> **Selected passage**:
================================
Different models have different context window sizes.

• When the context window fills up, we need to summarizes older parts of the conversation to make room.
• Important details from early in a long conversation might be compressed or lost.

We can also type /compact in the chat input to manually trigger compaction at any time. Optionally, add custom instructions after the command to guide the summary, for example /compactfocus on the API design decisions.

Some language models can perform extended reasoning, also called "thinking", before producing a response.

Instead of generating an answer immediately, a reasoning model first works through the problem internally, considering multiple approaches, evaluating trade-offs, and building a step-by-step chain of thought. This internal reasoning happens in dedicated thinking tokens that are separate from the final output.

Reasoning models are especially effective for complex tasks like multi-step debugging, architectural planning, code refactoring, and mathematical or scientific analysis.

For simpler tasks like generating boilerplate or answering basic questions, the extra reasoning adds latency without significant benefit.

Thinking effort controls how much reasoning a model applies to each request.

• Higher effort levels produce more thorough internal reasoning, which improves quality for complex problems.
• Lower effort levels reduce latency and token usage by limiting or skipping the thinking step.

The available effort levels and their default values vary by model and provider. Some models also support adaptive thinking, where the model dynamically decides whether and how much to reason based on the complexity of each request, rather than always using a fixed thinking budget.

VS Code sets default effort levels based on evaluations and online performance data, and has adaptive reasoning enabled where supported. For most use cases, the defaults work well without changes.

Thinking tokens count toward the model's context window, even though they are not visible in the response. The actual thinking output is typically returned in summarized form or can be omitted entirely for lower latency.

• Higher thinking effort levels can produce more thinking tokens, which can increase latency.

Each model has different strengths. Some are optimized for speed and work well for quick edits and simple questions. Others have larger context windows or better reasoning capabilities, making them ideal for complex tasks.

• Fast models are best for quick code edits, boilerplate generation, and straightforward questions.
• Reasoning models excel at complex refactoring, architectural decisions, multi-step debugging, and tasks that require analyzing trade-offs.
• Large context models work well for large codebases or long conversations where retaining more information matters

Auto model selection combines two systems to route each request to the optimal model.

• One system tracks real-time model health and availability.
• The other evaluates task complexity.

They match each task to the model that can solve it most efficiently, reserving higher-cost reasoning models for problems that need them and routing simpler tasks to faster models.

Other factors also affect credit consumption, such as thinking effort (higher effort produces more thinking tokens), context window size, and tool usage.
================================
> **What to work on**:
Copy out, word for word, everything in the passage on language models from "Auto model selection" down to "evaluates task complexity.".
================================
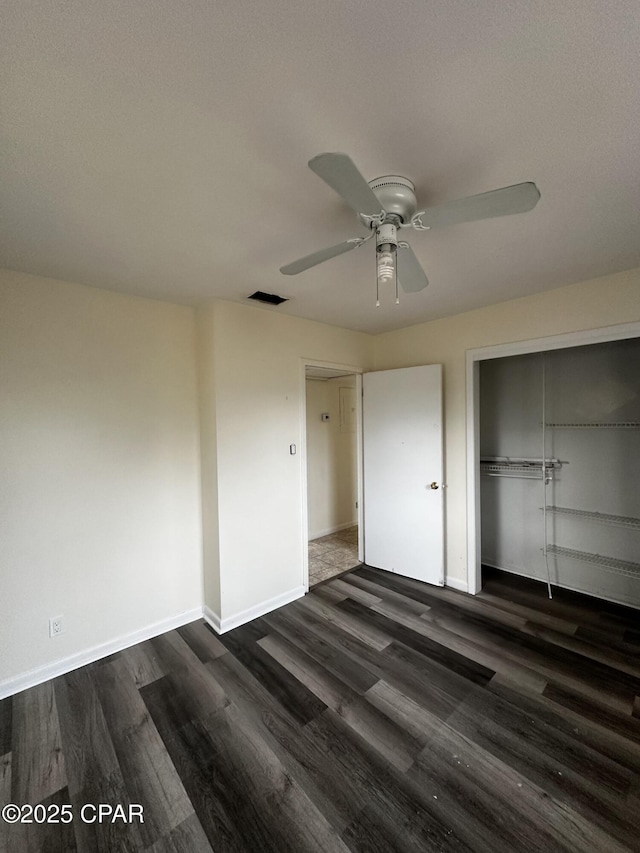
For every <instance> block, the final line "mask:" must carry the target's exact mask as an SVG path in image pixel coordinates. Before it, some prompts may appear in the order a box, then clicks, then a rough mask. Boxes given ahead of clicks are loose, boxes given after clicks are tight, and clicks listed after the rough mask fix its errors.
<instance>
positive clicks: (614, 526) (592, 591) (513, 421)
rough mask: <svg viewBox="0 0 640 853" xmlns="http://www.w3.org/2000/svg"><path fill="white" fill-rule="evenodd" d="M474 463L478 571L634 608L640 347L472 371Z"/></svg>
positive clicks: (629, 346)
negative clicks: (478, 492)
mask: <svg viewBox="0 0 640 853" xmlns="http://www.w3.org/2000/svg"><path fill="white" fill-rule="evenodd" d="M543 411H544V421H543ZM543 423H544V427H543ZM543 441H544V454H543ZM480 453H481V464H480V471H481V516H482V528H481V531H482V532H481V535H482V562H483V563H484V564H485V565H490V566H495V567H497V568H500V569H504V570H506V571H510V572H514V573H516V574H521V575H524V576H526V577H531V578H537V579H539V580H543V581H546V580H547V574H548V575H549V576H550V580H551V583H552V584H555V585H558V586H562V587H566V588H568V589H574V590H578V591H581V592H586V593H589V594H591V595H597V596H601V597H603V598H607V599H610V600H613V601H619V602H621V603H624V604H631V605H634V606H636V607H640V339H637V338H634V339H631V340H625V341H614V342H610V343H604V344H595V345H591V346H584V347H573V348H570V349H561V350H553V351H550V352H547V353H533V354H528V355H523V356H513V357H510V358H499V359H492V360H488V361H483V362H481V364H480ZM543 459H544V460H545V461H544V466H543V464H542V460H543ZM545 516H546V525H545ZM545 526H546V536H545ZM545 549H546V556H545Z"/></svg>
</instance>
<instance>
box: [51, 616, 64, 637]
mask: <svg viewBox="0 0 640 853" xmlns="http://www.w3.org/2000/svg"><path fill="white" fill-rule="evenodd" d="M58 634H62V616H52V617H51V618H50V619H49V636H50V637H57V636H58Z"/></svg>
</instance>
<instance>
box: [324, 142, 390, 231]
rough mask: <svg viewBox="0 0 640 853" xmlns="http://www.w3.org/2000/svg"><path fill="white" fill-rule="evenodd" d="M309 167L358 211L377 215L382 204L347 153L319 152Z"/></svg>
mask: <svg viewBox="0 0 640 853" xmlns="http://www.w3.org/2000/svg"><path fill="white" fill-rule="evenodd" d="M309 168H310V169H311V170H312V171H313V172H315V173H316V175H318V177H320V178H322V180H323V181H324V182H325V183H327V184H329V186H330V187H331V189H332V190H335V191H336V192H337V193H338V195H339V196H341V197H342V198H343V199H344V201H346V203H347V204H348V205H349V207H352V208H353V209H354V210H355V212H356V213H365V214H366V215H367V216H377V215H378V214H379V213H380V210H381V205H380V202H379V201H378V199H377V198H376V196H375V193H374V192H373V190H372V189H371V187H370V186H369V184H368V183H367V182H366V181H365V179H364V178H363V177H362V175H361V174H360V172H359V171H358V169H357V167H356V165H355V163H354V162H353V160H352V159H351V157H348V156H347V155H346V154H318V156H317V157H314V158H313V159H312V160H309Z"/></svg>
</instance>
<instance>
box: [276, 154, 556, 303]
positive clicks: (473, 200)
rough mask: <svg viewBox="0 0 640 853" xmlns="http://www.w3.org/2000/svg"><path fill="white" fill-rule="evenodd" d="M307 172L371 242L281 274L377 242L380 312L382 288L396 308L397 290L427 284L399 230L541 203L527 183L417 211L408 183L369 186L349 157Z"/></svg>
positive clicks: (314, 261) (315, 158)
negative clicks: (373, 241)
mask: <svg viewBox="0 0 640 853" xmlns="http://www.w3.org/2000/svg"><path fill="white" fill-rule="evenodd" d="M309 168H310V169H311V170H312V171H314V172H315V173H316V174H317V175H318V176H319V177H320V178H322V180H323V181H325V183H327V184H328V185H329V186H330V187H331V188H332V189H333V190H335V192H337V193H338V195H339V196H340V197H341V198H342V199H343V201H345V202H346V203H347V204H348V205H349V207H351V208H352V209H353V210H355V212H356V213H357V214H358V216H359V218H360V221H361V222H362V224H363V225H365V227H367V228H369V229H370V232H371V233H370V234H369V235H368V236H367V237H352V238H351V239H350V240H346V241H345V242H344V243H338V245H336V246H330V247H329V248H327V249H321V250H320V251H319V252H314V253H312V254H311V255H306V256H305V257H303V258H300V259H299V260H297V261H294V262H293V263H291V264H286V265H285V266H283V267H280V272H281V273H283V274H284V275H297V274H298V273H301V272H304V270H307V269H310V268H311V267H314V266H316V265H317V264H321V263H323V262H324V261H328V260H329V259H330V258H335V257H337V256H338V255H342V254H344V253H345V252H349V251H350V250H351V249H357V248H359V247H360V246H361V245H362V244H363V243H366V242H367V241H368V240H370V239H371V238H372V237H374V236H375V238H376V306H379V305H380V298H379V297H380V285H383V286H386V285H388V284H389V283H391V284H392V285H394V286H395V292H396V304H397V303H398V302H399V301H400V300H399V297H398V284H400V286H401V287H402V289H403V290H404V292H405V293H417V292H418V291H420V290H424V288H425V287H426V286H427V285H428V284H429V280H428V279H427V276H426V275H425V272H424V270H423V269H422V266H421V264H420V262H419V261H418V259H417V257H416V255H415V253H414V251H413V249H412V248H411V246H410V245H409V244H408V243H407V242H405V241H402V240H401V241H399V240H398V230H399V229H401V228H413V229H414V230H416V231H429V230H430V229H431V228H435V227H444V226H446V225H456V224H458V223H461V222H473V221H475V220H478V219H488V218H491V217H495V216H509V215H511V214H514V213H526V212H527V211H529V210H532V209H533V208H534V207H535V206H536V204H537V203H538V200H539V199H540V193H539V191H538V188H537V187H536V185H535V184H534V183H531V182H529V181H527V182H524V183H521V184H515V185H514V186H511V187H503V188H502V189H498V190H492V191H491V192H487V193H481V194H480V195H475V196H470V197H469V198H462V199H457V200H455V201H450V202H445V203H444V204H441V205H437V206H436V207H428V208H426V209H425V210H418V202H417V199H416V195H415V186H414V185H413V183H412V182H411V181H410V180H409V179H408V178H403V177H401V176H400V175H383V176H382V177H380V178H376V179H375V180H373V181H369V182H367V181H366V180H365V179H364V177H363V176H362V175H361V174H360V172H359V171H358V169H357V167H356V165H355V163H354V162H353V161H352V160H351V158H350V157H348V156H347V155H346V154H338V153H327V154H319V155H318V156H317V157H314V158H313V159H312V160H310V161H309ZM398 267H399V270H398Z"/></svg>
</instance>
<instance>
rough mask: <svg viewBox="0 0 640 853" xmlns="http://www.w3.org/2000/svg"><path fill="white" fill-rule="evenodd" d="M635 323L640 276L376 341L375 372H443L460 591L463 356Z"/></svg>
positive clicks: (586, 286)
mask: <svg viewBox="0 0 640 853" xmlns="http://www.w3.org/2000/svg"><path fill="white" fill-rule="evenodd" d="M638 320H640V269H636V270H631V271H629V272H625V273H619V274H617V275H612V276H606V277H604V278H600V279H594V280H592V281H587V282H583V283H581V284H575V285H570V286H568V287H563V288H560V289H558V290H551V291H547V292H545V293H539V294H537V295H535V296H530V297H525V298H523V299H515V300H513V301H510V302H502V303H500V304H498V305H491V306H489V307H487V308H481V309H479V310H477V311H470V312H468V313H465V314H458V315H456V316H454V317H446V318H444V319H442V320H435V321H433V322H431V323H423V324H421V325H418V326H412V327H411V328H409V329H402V330H400V331H397V332H389V333H387V334H384V335H380V336H378V337H377V338H376V339H375V366H376V369H378V370H384V369H389V368H394V367H409V366H413V365H418V364H433V363H437V362H441V363H442V364H443V365H444V397H445V401H444V415H445V466H446V467H445V470H446V475H445V477H446V482H447V492H446V513H447V528H446V537H447V545H446V554H447V558H446V571H447V576H448V578H450V579H453V580H454V582H458V584H459V585H461V584H464V583H466V572H467V554H466V535H467V533H466V523H467V508H466V498H467V480H466V405H465V395H466V351H467V350H468V349H475V348H477V347H484V346H493V345H496V344H502V343H508V342H512V341H524V340H528V339H533V338H541V337H546V336H551V335H558V334H563V333H566V332H576V331H583V330H585V329H597V328H600V327H605V326H613V325H617V324H621V323H628V322H631V321H638Z"/></svg>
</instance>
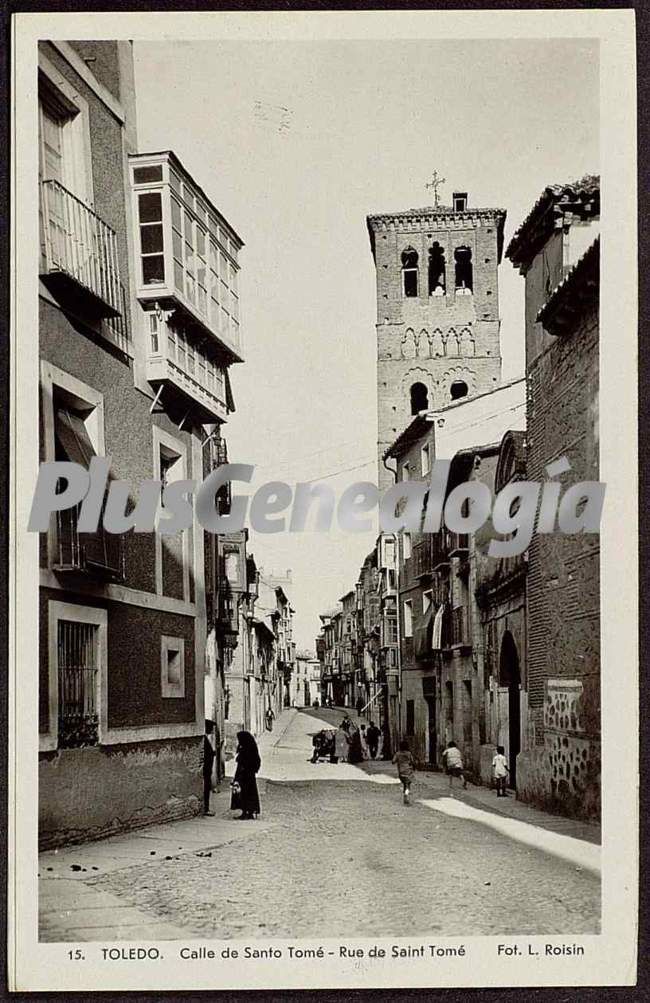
================================
> **Task output**:
Auto model selection combines two systems to route each request to the optimal model.

• One system tracks real-time model health and availability.
• The other evaluates task complexity.